Очередной стрессовой ситуацией для императрицы оказался скандал, связанный со сватовством шведского принца к внучке императрицы – великой княжне Анне Павловне. Шведский принц, уже пребывая в Зимнем дворце, отказался жениться на великой княжне, если она не перейдет в протестантизм. Для императрицы это был сильнейший удар. И в прямом, и в переносном смысле. По свидетельству современников, «она не могла выговорить ни одного слова и оставалась несколько минут с отверстым ртом, доколе камердинер ее Зотов (известный под именем Захара) принес и подал ей выпить стакан воды»[658]. Тем не менее императрица оправилась от микроинсульта, и окружающие не отмечали ничего тревожного в состоянии ее здоровья.

Императрица бодрилась и желала, чтобы все шло, как всегда. В воскресенье 2 ноября 1796 г. «императрица Екатерина в последний раз появилась на публике. Казалось, что она и вышла для того только, чтобы проститься со своими подданными. Потом все поражались, вспоминая впечатление, которое она на всех произвела. Хотя публика обыкновенно собиралась по воскресеньям в Кавалергардской зале, а Двор – в дежурной комнате, императрица редко проходила по Кавалергардской зале. Чаще всего она прямо шла из дежурной комнаты через столовую в Большой собор. Туда она приглашала также великого князя Павла или Александра, если Павел в тот день не приезжал, и слушала службу с хоров, одно окно которых выходило в алтарь. 2 ноября императрица пошла в церковь через Кавалергардскую залу. Она была в трауре по королеве Португальской и выглядела лучше, чем все последнее время. После службы императрица довольно долго оставалась в Тронной зале. Госпожа Лебрен только что окончила портрет во весь рост великой княгини Елисаветы и в этот день представила его императрице. Ее величество велела поместить его в Тронной зале, долго рассматривала, изучала во всех подробностях и высказывала свое мнение о нем в беседе с лицами, приглашенными в тот день к ее столу.

М.-Э. Виже-Лебрен. Портрет великой княгини Елизаветы Алексеевны. 1796 г.

Затем состоялся большой обед, как и всегда по воскресеньям. Среди приглашенных находились великие князья Александр и Константин с их супругами. Это был не только последний день, когда все они обедали у ее величества, но и последний раз, когда она их видела. По распоряжению государыни, вечером они к ней не являлись»[659].

....................

**Выполните задания**
1) Перепишите часть фрагмента от слов «Очередной стрессовой ситуацией» до слов «состоянии ее здоровья.» включительно, подставив «Таврическом дворце» на место «Зимнем дворце».
2) Кто, согласно фрагменту, принес императрице стакан воды?
3) Объясните по фрагменту, почему сватовство шведского принца к великой княжне Анне Павловне обернулось скандалом.

....................

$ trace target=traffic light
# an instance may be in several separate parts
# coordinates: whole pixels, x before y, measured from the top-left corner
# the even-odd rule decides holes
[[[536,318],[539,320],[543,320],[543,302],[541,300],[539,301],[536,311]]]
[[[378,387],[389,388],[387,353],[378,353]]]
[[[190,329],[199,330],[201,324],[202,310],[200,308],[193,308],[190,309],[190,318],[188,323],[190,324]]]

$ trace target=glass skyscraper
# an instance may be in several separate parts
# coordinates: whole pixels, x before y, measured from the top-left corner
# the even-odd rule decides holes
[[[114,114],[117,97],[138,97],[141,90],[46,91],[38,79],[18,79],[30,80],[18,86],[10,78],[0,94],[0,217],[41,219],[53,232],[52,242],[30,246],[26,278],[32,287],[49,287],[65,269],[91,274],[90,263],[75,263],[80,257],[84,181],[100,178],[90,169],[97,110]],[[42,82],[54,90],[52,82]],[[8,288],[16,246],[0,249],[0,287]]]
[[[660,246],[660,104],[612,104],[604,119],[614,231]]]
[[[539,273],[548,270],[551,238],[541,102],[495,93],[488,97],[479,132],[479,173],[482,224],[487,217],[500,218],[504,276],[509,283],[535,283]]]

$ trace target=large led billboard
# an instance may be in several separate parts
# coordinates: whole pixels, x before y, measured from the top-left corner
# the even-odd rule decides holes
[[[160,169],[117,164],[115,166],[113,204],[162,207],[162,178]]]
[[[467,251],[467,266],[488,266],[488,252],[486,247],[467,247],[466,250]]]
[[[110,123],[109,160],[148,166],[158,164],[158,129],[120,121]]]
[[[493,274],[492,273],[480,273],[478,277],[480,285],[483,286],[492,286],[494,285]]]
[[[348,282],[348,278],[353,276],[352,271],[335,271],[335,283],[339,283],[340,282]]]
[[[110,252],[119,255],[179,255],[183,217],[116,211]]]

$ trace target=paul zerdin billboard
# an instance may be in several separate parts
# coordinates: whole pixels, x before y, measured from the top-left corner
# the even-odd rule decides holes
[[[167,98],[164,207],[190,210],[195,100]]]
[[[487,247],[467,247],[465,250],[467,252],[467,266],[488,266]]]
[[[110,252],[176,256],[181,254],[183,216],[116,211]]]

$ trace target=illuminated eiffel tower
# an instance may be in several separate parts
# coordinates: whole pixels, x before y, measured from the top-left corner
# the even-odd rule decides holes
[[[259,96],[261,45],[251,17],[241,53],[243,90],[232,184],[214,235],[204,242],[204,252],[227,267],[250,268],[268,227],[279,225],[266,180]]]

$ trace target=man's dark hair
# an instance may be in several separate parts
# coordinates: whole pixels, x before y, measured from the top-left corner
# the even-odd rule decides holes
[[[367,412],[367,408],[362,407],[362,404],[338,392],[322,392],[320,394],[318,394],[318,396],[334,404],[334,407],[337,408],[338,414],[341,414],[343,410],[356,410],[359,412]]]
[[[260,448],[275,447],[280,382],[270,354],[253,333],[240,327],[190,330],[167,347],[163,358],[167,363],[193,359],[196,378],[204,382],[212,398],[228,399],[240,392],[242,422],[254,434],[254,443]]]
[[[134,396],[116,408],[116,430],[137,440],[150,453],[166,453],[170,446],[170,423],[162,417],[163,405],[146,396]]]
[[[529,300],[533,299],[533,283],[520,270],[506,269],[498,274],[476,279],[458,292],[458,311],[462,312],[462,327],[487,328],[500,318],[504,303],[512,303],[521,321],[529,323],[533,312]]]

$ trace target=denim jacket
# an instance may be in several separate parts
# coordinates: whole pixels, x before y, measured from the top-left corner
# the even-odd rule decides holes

....................

**Ответы**
1)
Очередной стрессовой ситуацией для императрицы оказался скандал, связанный со сватовством шведского принца к внучке императрицы – великой княжне Анне Павловне. Шведский принц, уже пребывая в Таврическом дворце, отказался жениться на великой княжне, если она не перейдет в протестантизм. Для императрицы это был сильнейший удар. И в прямом, и в переносном смысле. По свидетельству современников, «она не могла выговорить ни одного слова и оставалась несколько минут с отверстым ртом, доколе камердинер ее Зотов (известный под именем Захара) принес и подал ей выпить стакан воды»[658]. Тем не менее императрица оправилась от микроинсульта, и окружающие не отмечали ничего тревожного в состоянии ее здоровья.

2) Ее камердинер Зотов, известный под именем Захара.

3) Шведский принц, уже пребывая в Зимнем дворце, отказался жениться на великой княжне Анне Павловне, если она не перейдет в протестантизм.